REQUIRED ACTION 1: In the article on the Warwickshire hazel dormouse release, translate this sentence into Spanish: "This is our 27th dormouse reintroduction."
REQUIRED ACTION 2: According to the article on the Warwickshire hazel dormouse release, when and where did last year's reintroduction take place?
REQUIRED ACTION 3: Continue the article on the Warwickshire hazel dormouse release from where it stops.

SOURCE TEXT:
= = = = =

Today’s release follows last year’s reintroduction, which took place in June 2017 near Wappenbury. This was the first phase of the wider Dunsmore Living Landscape Scheme – a project coordinated by the Warwickshire Wildlife Trust and supported by the Heritage Lottery Fund. Today’s reintroduction is the second phase of this wider landscape project, which aims to one day connect the two separate dormouse populations, creating a dormouse stronghold in Warwickshire. 

Dormouse decline

Sadly hazel dormice have become extinct from 17 English counties since the end of the 19th century, with populations thought to have fallen by a third since 2000 – a rate of decline equivalent to 55% over 25 years. Loss of woodland and hedgerow habitat, as well as changes to traditional countryside management practices, are all factors which have caused this decline. Reintroductions play an important role in the long-term conservation of this endangered species and are part of the Species Recovery Programme supported by Natural England. This is our 27th dormouse reintroduction. Over the last 25 years, more than 900 dormice have been released at 23 different sites.

Today’s reintroduction

Ian White, Dormouse & Training Officer explains: “Our annual reintroduction programme has been running since 1993. Since then over 900 dormice have been released into woodlands in 12 English counties where they once existed, in an effort to rebuild lost populations. This year’s reintroduction is the second phase of a wider landscape project we started in Warwickshire last year, so we hope that by returning to the same county (albeit to a different woodland) that we can connect the two populations in the future, creating a larger, self-sustaining population which we hope will help bring this species back from the brink.”

Chris Redstall, Warwickshire Wildlife Trust’s Dunsmore Living Landscape Scheme Manager continues: “This year’s woodland has been chosen as it is well-managed with a mixture of mature and coppiced woodland, which is the perfect habitat for hazel dormice. This, combined with ongoing sympathetic woodland management and a drive to improve surrounding hedgerow links, should help ensure the successful establishment of this new population. All the dormice released today, as well as any future offspring, will be carefully monitored to see how they’re faring. We would like to thank National Lottery players and our scheme partners for their support in helping make the wider Dunsmore Living Landscape Scheme project, and this reintroduction, possible.”

= = = = =

SUPPLIED MATERIAL:
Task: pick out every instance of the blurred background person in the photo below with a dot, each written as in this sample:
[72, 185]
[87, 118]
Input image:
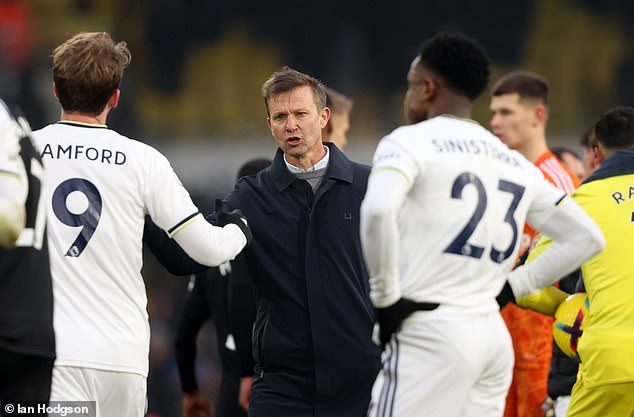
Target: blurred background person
[219, 294]
[571, 159]
[27, 340]
[336, 129]
[519, 107]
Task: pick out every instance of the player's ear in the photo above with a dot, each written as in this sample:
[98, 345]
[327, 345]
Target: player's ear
[541, 113]
[431, 88]
[114, 99]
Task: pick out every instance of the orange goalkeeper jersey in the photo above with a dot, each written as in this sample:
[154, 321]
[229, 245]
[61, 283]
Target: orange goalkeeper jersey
[532, 332]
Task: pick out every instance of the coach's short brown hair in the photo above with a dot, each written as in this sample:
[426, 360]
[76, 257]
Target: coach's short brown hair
[288, 79]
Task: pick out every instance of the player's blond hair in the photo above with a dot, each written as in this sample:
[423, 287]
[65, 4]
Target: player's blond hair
[87, 70]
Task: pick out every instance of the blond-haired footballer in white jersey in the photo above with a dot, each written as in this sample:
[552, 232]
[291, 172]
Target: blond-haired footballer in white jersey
[441, 220]
[100, 187]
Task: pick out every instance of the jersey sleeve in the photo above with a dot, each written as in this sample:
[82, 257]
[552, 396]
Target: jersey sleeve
[391, 178]
[172, 209]
[391, 156]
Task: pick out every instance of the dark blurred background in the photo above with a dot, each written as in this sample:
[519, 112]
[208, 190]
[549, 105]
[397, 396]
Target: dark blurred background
[193, 88]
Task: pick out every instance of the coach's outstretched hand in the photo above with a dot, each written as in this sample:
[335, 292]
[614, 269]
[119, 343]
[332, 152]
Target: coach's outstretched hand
[390, 318]
[505, 296]
[235, 217]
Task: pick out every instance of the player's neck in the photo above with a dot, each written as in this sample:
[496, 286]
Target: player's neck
[99, 119]
[534, 149]
[451, 104]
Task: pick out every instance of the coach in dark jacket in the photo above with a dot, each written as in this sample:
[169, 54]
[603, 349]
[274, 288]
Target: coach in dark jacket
[312, 335]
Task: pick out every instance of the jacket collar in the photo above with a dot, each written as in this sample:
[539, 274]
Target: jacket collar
[339, 168]
[620, 163]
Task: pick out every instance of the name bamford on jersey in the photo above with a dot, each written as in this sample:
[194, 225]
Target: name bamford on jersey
[104, 156]
[473, 146]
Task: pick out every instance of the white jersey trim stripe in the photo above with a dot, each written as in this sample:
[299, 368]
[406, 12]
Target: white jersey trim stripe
[182, 224]
[401, 173]
[558, 174]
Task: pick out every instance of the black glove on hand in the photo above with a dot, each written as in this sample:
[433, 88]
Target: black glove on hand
[505, 296]
[234, 217]
[390, 318]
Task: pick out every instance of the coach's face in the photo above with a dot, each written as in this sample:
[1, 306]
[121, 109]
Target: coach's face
[296, 124]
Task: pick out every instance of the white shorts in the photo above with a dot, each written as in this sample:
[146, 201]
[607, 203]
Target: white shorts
[117, 394]
[458, 367]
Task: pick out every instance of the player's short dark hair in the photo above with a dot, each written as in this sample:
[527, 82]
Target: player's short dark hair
[587, 138]
[459, 60]
[253, 166]
[528, 85]
[615, 128]
[87, 69]
[288, 79]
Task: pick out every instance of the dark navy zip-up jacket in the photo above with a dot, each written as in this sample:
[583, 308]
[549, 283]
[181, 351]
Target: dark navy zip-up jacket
[312, 338]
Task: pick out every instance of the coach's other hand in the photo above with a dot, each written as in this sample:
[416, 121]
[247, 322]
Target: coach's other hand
[234, 217]
[391, 317]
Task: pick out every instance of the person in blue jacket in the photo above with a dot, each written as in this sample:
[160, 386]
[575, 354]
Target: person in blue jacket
[312, 338]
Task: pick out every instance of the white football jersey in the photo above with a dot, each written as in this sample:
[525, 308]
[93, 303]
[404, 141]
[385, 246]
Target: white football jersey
[459, 225]
[99, 187]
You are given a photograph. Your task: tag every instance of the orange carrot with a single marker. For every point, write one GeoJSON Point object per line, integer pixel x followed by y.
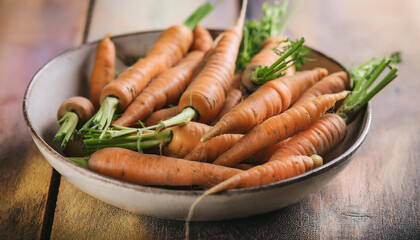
{"type": "Point", "coordinates": [72, 112]}
{"type": "Point", "coordinates": [160, 115]}
{"type": "Point", "coordinates": [321, 137]}
{"type": "Point", "coordinates": [165, 89]}
{"type": "Point", "coordinates": [333, 83]}
{"type": "Point", "coordinates": [208, 151]}
{"type": "Point", "coordinates": [265, 57]}
{"type": "Point", "coordinates": [147, 169]}
{"type": "Point", "coordinates": [278, 128]}
{"type": "Point", "coordinates": [168, 49]}
{"type": "Point", "coordinates": [202, 39]}
{"type": "Point", "coordinates": [269, 100]}
{"type": "Point", "coordinates": [233, 97]}
{"type": "Point", "coordinates": [103, 70]}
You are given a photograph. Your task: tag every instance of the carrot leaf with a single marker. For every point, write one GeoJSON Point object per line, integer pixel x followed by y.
{"type": "Point", "coordinates": [199, 14]}
{"type": "Point", "coordinates": [67, 129]}
{"type": "Point", "coordinates": [255, 32]}
{"type": "Point", "coordinates": [364, 76]}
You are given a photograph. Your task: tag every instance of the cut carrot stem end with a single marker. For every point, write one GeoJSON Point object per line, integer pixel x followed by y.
{"type": "Point", "coordinates": [68, 125]}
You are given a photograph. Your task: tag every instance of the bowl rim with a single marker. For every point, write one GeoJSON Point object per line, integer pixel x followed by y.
{"type": "Point", "coordinates": [342, 158]}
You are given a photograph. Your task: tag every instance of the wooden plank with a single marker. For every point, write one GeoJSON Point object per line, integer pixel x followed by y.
{"type": "Point", "coordinates": [31, 33]}
{"type": "Point", "coordinates": [374, 197]}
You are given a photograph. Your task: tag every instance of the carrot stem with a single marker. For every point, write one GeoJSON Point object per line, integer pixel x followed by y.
{"type": "Point", "coordinates": [276, 70]}
{"type": "Point", "coordinates": [364, 76]}
{"type": "Point", "coordinates": [137, 142]}
{"type": "Point", "coordinates": [68, 125]}
{"type": "Point", "coordinates": [199, 14]}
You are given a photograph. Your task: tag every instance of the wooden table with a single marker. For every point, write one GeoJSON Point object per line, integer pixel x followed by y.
{"type": "Point", "coordinates": [376, 196]}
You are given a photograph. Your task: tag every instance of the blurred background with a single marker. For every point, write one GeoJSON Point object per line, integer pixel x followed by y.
{"type": "Point", "coordinates": [376, 196]}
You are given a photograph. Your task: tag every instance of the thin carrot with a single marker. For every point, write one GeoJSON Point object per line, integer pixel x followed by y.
{"type": "Point", "coordinates": [233, 97]}
{"type": "Point", "coordinates": [169, 48]}
{"type": "Point", "coordinates": [147, 169]}
{"type": "Point", "coordinates": [204, 97]}
{"type": "Point", "coordinates": [72, 112]}
{"type": "Point", "coordinates": [278, 128]}
{"type": "Point", "coordinates": [269, 100]}
{"type": "Point", "coordinates": [332, 83]}
{"type": "Point", "coordinates": [202, 39]}
{"type": "Point", "coordinates": [165, 89]}
{"type": "Point", "coordinates": [103, 69]}
{"type": "Point", "coordinates": [160, 115]}
{"type": "Point", "coordinates": [208, 151]}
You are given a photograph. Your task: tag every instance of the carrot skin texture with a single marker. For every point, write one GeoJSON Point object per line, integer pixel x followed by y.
{"type": "Point", "coordinates": [269, 100]}
{"type": "Point", "coordinates": [164, 89]}
{"type": "Point", "coordinates": [160, 115]}
{"type": "Point", "coordinates": [206, 94]}
{"type": "Point", "coordinates": [148, 169]}
{"type": "Point", "coordinates": [278, 128]}
{"type": "Point", "coordinates": [202, 39]}
{"type": "Point", "coordinates": [233, 97]}
{"type": "Point", "coordinates": [169, 48]}
{"type": "Point", "coordinates": [321, 137]}
{"type": "Point", "coordinates": [103, 69]}
{"type": "Point", "coordinates": [82, 106]}
{"type": "Point", "coordinates": [208, 151]}
{"type": "Point", "coordinates": [332, 83]}
{"type": "Point", "coordinates": [270, 172]}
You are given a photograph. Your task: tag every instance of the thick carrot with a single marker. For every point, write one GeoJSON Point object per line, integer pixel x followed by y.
{"type": "Point", "coordinates": [208, 151]}
{"type": "Point", "coordinates": [160, 115]}
{"type": "Point", "coordinates": [332, 83]}
{"type": "Point", "coordinates": [169, 48]}
{"type": "Point", "coordinates": [72, 112]}
{"type": "Point", "coordinates": [269, 100]}
{"type": "Point", "coordinates": [205, 96]}
{"type": "Point", "coordinates": [103, 69]}
{"type": "Point", "coordinates": [233, 97]}
{"type": "Point", "coordinates": [147, 169]}
{"type": "Point", "coordinates": [164, 89]}
{"type": "Point", "coordinates": [202, 39]}
{"type": "Point", "coordinates": [321, 137]}
{"type": "Point", "coordinates": [264, 58]}
{"type": "Point", "coordinates": [278, 128]}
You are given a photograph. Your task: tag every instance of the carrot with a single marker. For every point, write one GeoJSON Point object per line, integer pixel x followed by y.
{"type": "Point", "coordinates": [160, 115]}
{"type": "Point", "coordinates": [165, 89]}
{"type": "Point", "coordinates": [269, 100]}
{"type": "Point", "coordinates": [147, 169]}
{"type": "Point", "coordinates": [332, 83]}
{"type": "Point", "coordinates": [208, 151]}
{"type": "Point", "coordinates": [278, 128]}
{"type": "Point", "coordinates": [174, 138]}
{"type": "Point", "coordinates": [202, 39]}
{"type": "Point", "coordinates": [236, 81]}
{"type": "Point", "coordinates": [72, 112]}
{"type": "Point", "coordinates": [169, 48]}
{"type": "Point", "coordinates": [233, 97]}
{"type": "Point", "coordinates": [103, 70]}
{"type": "Point", "coordinates": [204, 97]}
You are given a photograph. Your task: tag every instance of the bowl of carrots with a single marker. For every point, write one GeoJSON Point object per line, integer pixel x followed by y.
{"type": "Point", "coordinates": [287, 136]}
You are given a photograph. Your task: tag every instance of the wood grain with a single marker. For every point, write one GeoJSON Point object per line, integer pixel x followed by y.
{"type": "Point", "coordinates": [31, 33]}
{"type": "Point", "coordinates": [375, 197]}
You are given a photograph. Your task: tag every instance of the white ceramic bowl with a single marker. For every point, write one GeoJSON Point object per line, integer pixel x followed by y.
{"type": "Point", "coordinates": [68, 75]}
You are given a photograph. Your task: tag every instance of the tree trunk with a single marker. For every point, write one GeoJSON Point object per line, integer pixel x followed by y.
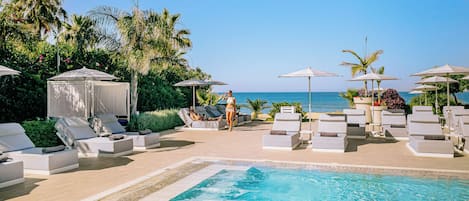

= = = = =

REPLY 1: Esta es nuestra vigesimoséptima reintroducción de lirones.

REPLY 2: In June 2017, near Wappenbury.

REPLY 3:
The run up to Dormouse Day

This year’s reintroduction would not be possible without weeks of hard work leading up to today’s dormouse day by our partners, Warwickshire Wildlife Trust, Natural England, ZSL (Zoological Society of London), Paignton Zoo and the Common Dormouse Captive Breeders Group. Each are involved in the different stages of the dormouse reintroduction programme:

  • All dormice being released today are captive bred by members of the Common Dormouse Captive Breeders Group
  • Prior to release, the dormice undergo a nine-week quarantine period at ZSL London Zoo and Paignton Zoo in Devon, during which vets from both institutions conduct a full health examination to check they are in tip-top condition and reduce the risk of them passing on non-native diseases, so that they have the best chance of forming a healthy population in the wild
  • Once all dormice have been given the green light, they are carefully transported to the reintroduction location, where our staff along with Natural England and Warwickshire Wildlife Trust and numerous volunteers, will be on hand to ensure the smooth transition from travel nest-boxes to their new woodland accommodation

A new beginning for the dormice

After the reintroduction day, the dormice spend the next 10 days in mesh cages, which are connected to trees and contain natural foliage, food and water to help the dormice become acclimatised to their new surroundings. After this, the mesh doors of the cages are opened and eventually removed, leaving the dormice free to explore their new home and start the new chapter in their lives.